== EXERCISE GOAL ==
Every line of the listing below should come back exactly as written, with no images.

---------- EXTRACTED ENTRIES ----------

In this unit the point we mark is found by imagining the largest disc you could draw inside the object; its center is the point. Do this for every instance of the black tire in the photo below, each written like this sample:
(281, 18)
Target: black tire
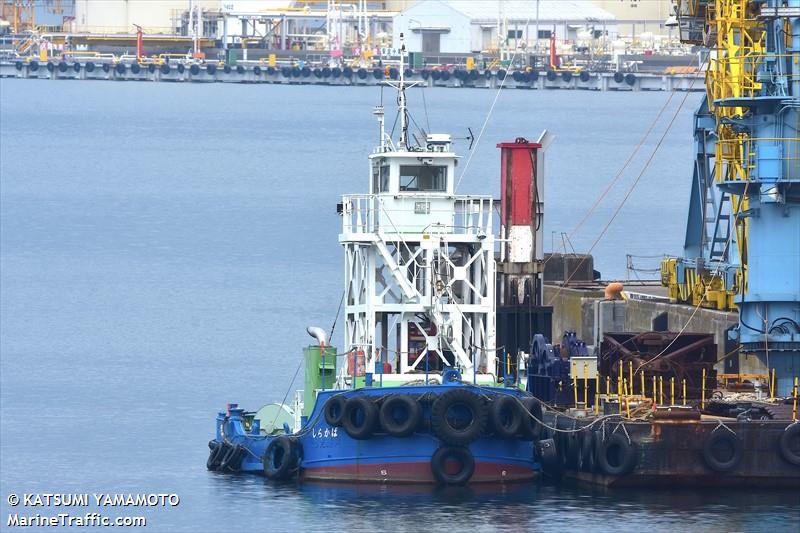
(360, 417)
(789, 444)
(334, 410)
(531, 428)
(232, 461)
(506, 415)
(588, 453)
(281, 458)
(616, 456)
(452, 453)
(722, 451)
(400, 415)
(547, 455)
(215, 454)
(459, 434)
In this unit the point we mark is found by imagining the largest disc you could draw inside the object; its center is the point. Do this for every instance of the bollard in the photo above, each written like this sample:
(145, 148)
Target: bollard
(703, 391)
(684, 391)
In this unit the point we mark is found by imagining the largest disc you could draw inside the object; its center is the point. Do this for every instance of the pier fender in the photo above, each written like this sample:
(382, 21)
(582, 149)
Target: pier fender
(789, 444)
(442, 465)
(531, 427)
(616, 456)
(360, 417)
(400, 415)
(458, 417)
(506, 416)
(232, 461)
(722, 450)
(334, 410)
(215, 454)
(547, 456)
(281, 458)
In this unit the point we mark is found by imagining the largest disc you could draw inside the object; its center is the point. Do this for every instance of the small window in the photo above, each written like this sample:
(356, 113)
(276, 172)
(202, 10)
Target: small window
(380, 178)
(423, 178)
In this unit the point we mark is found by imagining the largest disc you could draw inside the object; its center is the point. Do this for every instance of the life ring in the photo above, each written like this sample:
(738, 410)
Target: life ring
(547, 456)
(616, 456)
(469, 419)
(281, 458)
(400, 415)
(232, 462)
(789, 444)
(360, 417)
(722, 451)
(531, 427)
(450, 454)
(506, 416)
(334, 410)
(214, 455)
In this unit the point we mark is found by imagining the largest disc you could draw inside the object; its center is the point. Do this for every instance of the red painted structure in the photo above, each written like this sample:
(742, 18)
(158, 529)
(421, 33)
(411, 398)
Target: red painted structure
(518, 182)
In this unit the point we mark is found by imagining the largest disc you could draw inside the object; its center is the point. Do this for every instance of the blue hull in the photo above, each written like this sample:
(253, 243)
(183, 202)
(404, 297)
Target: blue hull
(330, 453)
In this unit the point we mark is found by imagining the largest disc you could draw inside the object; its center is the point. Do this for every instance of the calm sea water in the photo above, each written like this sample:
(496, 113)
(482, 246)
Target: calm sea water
(164, 246)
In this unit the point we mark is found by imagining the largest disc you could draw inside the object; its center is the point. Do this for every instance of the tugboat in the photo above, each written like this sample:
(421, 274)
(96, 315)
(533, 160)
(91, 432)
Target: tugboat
(423, 393)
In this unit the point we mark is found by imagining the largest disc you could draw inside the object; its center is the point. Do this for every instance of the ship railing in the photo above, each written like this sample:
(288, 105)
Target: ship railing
(463, 215)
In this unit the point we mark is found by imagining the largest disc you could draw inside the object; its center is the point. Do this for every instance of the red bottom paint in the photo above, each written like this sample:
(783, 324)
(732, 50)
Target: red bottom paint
(413, 473)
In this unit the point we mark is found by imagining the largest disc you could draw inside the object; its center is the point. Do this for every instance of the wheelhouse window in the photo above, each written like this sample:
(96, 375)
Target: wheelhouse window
(380, 178)
(419, 178)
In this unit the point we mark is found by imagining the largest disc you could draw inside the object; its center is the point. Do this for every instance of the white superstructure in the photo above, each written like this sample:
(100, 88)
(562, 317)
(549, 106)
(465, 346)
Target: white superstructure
(419, 261)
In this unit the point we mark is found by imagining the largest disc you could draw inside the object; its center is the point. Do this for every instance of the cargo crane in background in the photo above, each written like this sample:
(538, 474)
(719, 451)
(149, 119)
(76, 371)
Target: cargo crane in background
(742, 247)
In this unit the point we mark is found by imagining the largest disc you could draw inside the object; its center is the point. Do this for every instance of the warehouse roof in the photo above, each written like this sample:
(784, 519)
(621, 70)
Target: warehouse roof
(525, 10)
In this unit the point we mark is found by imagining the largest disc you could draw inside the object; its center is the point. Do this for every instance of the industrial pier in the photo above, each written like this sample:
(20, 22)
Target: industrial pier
(263, 73)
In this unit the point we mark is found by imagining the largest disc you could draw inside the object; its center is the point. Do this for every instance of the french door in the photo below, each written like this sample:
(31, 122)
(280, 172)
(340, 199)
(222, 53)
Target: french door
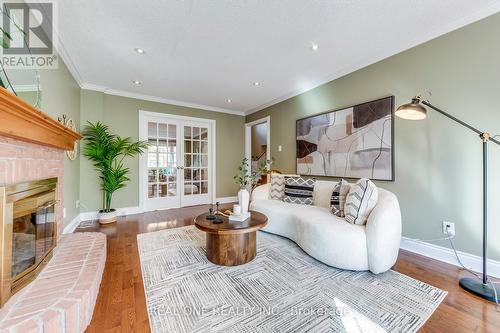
(177, 169)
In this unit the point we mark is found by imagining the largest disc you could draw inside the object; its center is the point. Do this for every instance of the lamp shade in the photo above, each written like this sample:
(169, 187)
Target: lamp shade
(412, 111)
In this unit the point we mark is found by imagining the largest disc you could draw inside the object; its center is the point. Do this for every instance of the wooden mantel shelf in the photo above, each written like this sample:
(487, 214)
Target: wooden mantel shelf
(20, 120)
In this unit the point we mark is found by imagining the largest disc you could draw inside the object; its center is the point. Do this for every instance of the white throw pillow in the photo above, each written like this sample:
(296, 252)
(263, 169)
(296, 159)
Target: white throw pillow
(338, 196)
(360, 201)
(277, 189)
(323, 190)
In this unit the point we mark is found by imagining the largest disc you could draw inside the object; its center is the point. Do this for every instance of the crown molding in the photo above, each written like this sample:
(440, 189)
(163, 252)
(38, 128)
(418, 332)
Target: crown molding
(123, 93)
(25, 87)
(386, 53)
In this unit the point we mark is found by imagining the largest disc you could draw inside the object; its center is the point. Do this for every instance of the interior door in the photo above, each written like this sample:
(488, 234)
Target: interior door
(177, 169)
(197, 154)
(162, 166)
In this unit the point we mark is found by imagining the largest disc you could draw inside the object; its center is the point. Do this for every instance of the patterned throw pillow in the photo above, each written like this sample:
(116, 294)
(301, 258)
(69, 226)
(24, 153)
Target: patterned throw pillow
(299, 190)
(360, 201)
(337, 200)
(277, 190)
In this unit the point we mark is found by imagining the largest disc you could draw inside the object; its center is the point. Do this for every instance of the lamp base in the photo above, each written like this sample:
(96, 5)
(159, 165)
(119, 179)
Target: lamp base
(476, 287)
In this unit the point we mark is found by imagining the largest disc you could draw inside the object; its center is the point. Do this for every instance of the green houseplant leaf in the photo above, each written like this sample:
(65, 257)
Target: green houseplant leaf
(107, 152)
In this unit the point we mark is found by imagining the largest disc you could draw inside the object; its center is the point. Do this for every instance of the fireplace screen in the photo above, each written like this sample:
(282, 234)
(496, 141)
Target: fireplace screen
(33, 237)
(29, 229)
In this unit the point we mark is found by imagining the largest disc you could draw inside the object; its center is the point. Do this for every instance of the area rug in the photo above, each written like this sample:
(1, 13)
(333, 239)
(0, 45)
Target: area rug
(281, 290)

----------

== ANSWER TO THIS EXERCISE ==
In this unit the point we mark is found by imagining the largest disc you could draw inside the object; its center is the point. Do this for every instance of the black tire in the photo below, each written like this sample:
(281, 18)
Target: black tire
(360, 417)
(789, 444)
(334, 410)
(531, 428)
(232, 461)
(506, 415)
(588, 453)
(281, 458)
(616, 456)
(452, 453)
(722, 451)
(400, 415)
(547, 455)
(215, 454)
(459, 434)
In this unit the point we mark is found by imagining the largest disc you could draw inside the object; its center is the point. Do this for every instance of the bollard in the photo above, each written like this sample:
(145, 148)
Target: bollard
(703, 391)
(684, 391)
In this unit the point we mark is found by imagining the largest disc you could draw inside the object; its center is the point. Do this for every instance of the pier fender in the photo above, each written like this sample:
(382, 21)
(582, 149)
Target: pier fender
(789, 444)
(442, 465)
(531, 427)
(616, 456)
(360, 417)
(400, 415)
(458, 417)
(506, 416)
(232, 461)
(722, 450)
(334, 410)
(215, 454)
(547, 456)
(281, 458)
In this unit the point we mark is found by imagining the largest disc you could draw inside the object; its center is the point. Do this for every instance of the small window in the photo above, each written like this sample:
(356, 113)
(276, 172)
(202, 10)
Target: small window
(380, 178)
(423, 178)
In this unit the point we mark is found by imagining the largest disc you could draw inside the object; its center is the point. Do this for every instance of the life ring in the photo above, each written like this sample:
(738, 410)
Target: life ring
(547, 456)
(616, 456)
(469, 419)
(281, 458)
(400, 415)
(232, 462)
(789, 444)
(360, 417)
(722, 451)
(531, 427)
(450, 454)
(506, 416)
(334, 410)
(214, 455)
In this unit the point we mark is found by imagining the largest disc you could draw inside the object; its center is the point. Do this for every instance of the red painted structure in the photo above, each written like this sample:
(742, 18)
(158, 529)
(421, 33)
(411, 398)
Target: red painted structure
(518, 182)
In this unit the point we mark is found by imagining the largest disc you could draw inside the object; its center is the point. Do this for every instance of the blue hull in the photo above, each written like this sample:
(253, 243)
(183, 202)
(404, 297)
Target: blue hull
(330, 453)
In this unit the point we mark is found by imagining the largest disc you could draw inside the object; its center is the point. Do this for every instance of the calm sea water in the photo above, each written like this sample:
(496, 113)
(482, 246)
Target: calm sea water
(164, 246)
In this unit the point we mark is found by imagining the largest disc you could draw inside the object; its center is the point. Do this for every instance of the tugboat in the photo above, each written like this sample:
(421, 274)
(96, 315)
(533, 160)
(91, 432)
Target: tugboat
(423, 393)
In this unit the point we mark is found by imagining the largest disc you could draw inside the object; its center is the point. Do this for every instance of the ship railing in the photo above, each written like this sample:
(288, 105)
Target: ship railing
(463, 215)
In this unit the point we mark is found by imagining the largest disc you could draw inside the object; its center is the point. Do this for every instance of the red bottom paint in the photo above, each written like this sample:
(783, 324)
(732, 50)
Target: red bottom paint
(413, 473)
In this unit the point we mark is found by imagining the largest disc you could draw inside the object; its center is the point. Do this for every instance of the wheelhouse window in the photo above, each written like this sample:
(96, 375)
Target: wheelhouse window
(380, 178)
(419, 178)
In this unit the point we mark is found by imagining the largest disc you could draw inside the object; its center is the point. Do this for every instance of the white superstructure in the photo above, each written like this sample:
(100, 88)
(562, 317)
(549, 106)
(465, 346)
Target: white superstructure
(419, 261)
In this unit the point we mark is found by imagining the largest disc you could draw inside the object; its center is the point. Do this for every instance of the cargo crane in background in the photo above, each written like this sample:
(538, 474)
(719, 451)
(149, 119)
(76, 371)
Target: cargo crane in background
(742, 247)
In this unit the point we mark is found by imagining the largest disc you could draw inside the object; its center is the point. Do this for every instance of the warehouse roof in the photo above, each written like this sample:
(784, 519)
(621, 70)
Target: warehouse roof
(525, 10)
In this unit the point we mark is found by imagining the largest disc you could draw inside the object; its center is the point. Do this for every instance of the industrial pier in the photo above, each written like this sample:
(20, 22)
Target: industrial pier
(263, 73)
In this unit the point we mark is found by imagining the largest disc you could draw inside the object; its center is the point. Do this for every instance of the french door in the photo below, each written like this sample:
(31, 122)
(280, 172)
(340, 199)
(222, 53)
Target: french door
(177, 169)
In this unit the point we mark is found by imagining the largest disc you could draw inside the object; its center is the point. Do this for every instance of the lamp shade in the photo above, each written like this sample:
(169, 187)
Target: lamp shade
(412, 111)
In this unit the point we mark is found by imagining the largest disc you could draw inside the object; its center is the point. Do this for every instance of the wooden mantel shelf in the photo above, each written like this sample:
(487, 214)
Target: wooden mantel shelf
(20, 120)
In this unit the point we mark is found by imagining the largest disc you could draw inside the object; its center is the point. Do this for every instance of the white throw pillow in the photo above, each written like this sample:
(296, 252)
(263, 169)
(296, 159)
Target: white throw pillow
(338, 196)
(360, 201)
(277, 189)
(323, 190)
In this unit the point we mark is found by imagining the largest disc you could draw inside the object; its center is the point. Do this for every instance of the crown molding in the photo above, each written like this sample:
(440, 189)
(163, 252)
(38, 128)
(418, 332)
Target: crown molding
(123, 93)
(25, 87)
(386, 53)
In this unit the point we mark is found by imagining the largest disc you could draw inside the object; its center is the point. Do this for every instance of the interior door in the photo above, each written like this sample:
(488, 234)
Target: interior door
(177, 169)
(197, 154)
(162, 166)
In this unit the point we mark is found by imagining the largest disc you could draw inside the object; its center is the point. Do this for every instance of the patterned throw pillow in the photo above, each written like this sample:
(116, 294)
(301, 258)
(69, 226)
(24, 153)
Target: patterned throw pillow
(299, 190)
(360, 201)
(337, 200)
(277, 190)
In this unit the point we mark is found by imagining the largest disc you could draw inside the object; its center is the point. Do this for every instance of the lamp base in the photo above, each written like this sample:
(96, 5)
(159, 165)
(119, 179)
Target: lamp base
(476, 287)
In this unit the point we mark is found by imagining the largest disc you could draw inside the object; its center is the point. Do this for every instance of the green houseplant leaf in the photo above, each written like this sample:
(65, 257)
Target: green houseplant leaf
(107, 152)
In this unit the point we mark is found by imagining the largest disc you could draw inside the object; its center is the point. Do this for every instance of the fireplace screen in the photo above, each written like this sample:
(282, 234)
(496, 141)
Target: fireplace screen
(33, 237)
(29, 229)
In this unit the point we mark is found by imagining the largest disc you could draw inside the object; its center is the point. Do this for every instance of the area rug in the photo above, each written like this sample:
(1, 13)
(333, 239)
(0, 45)
Target: area rug
(281, 290)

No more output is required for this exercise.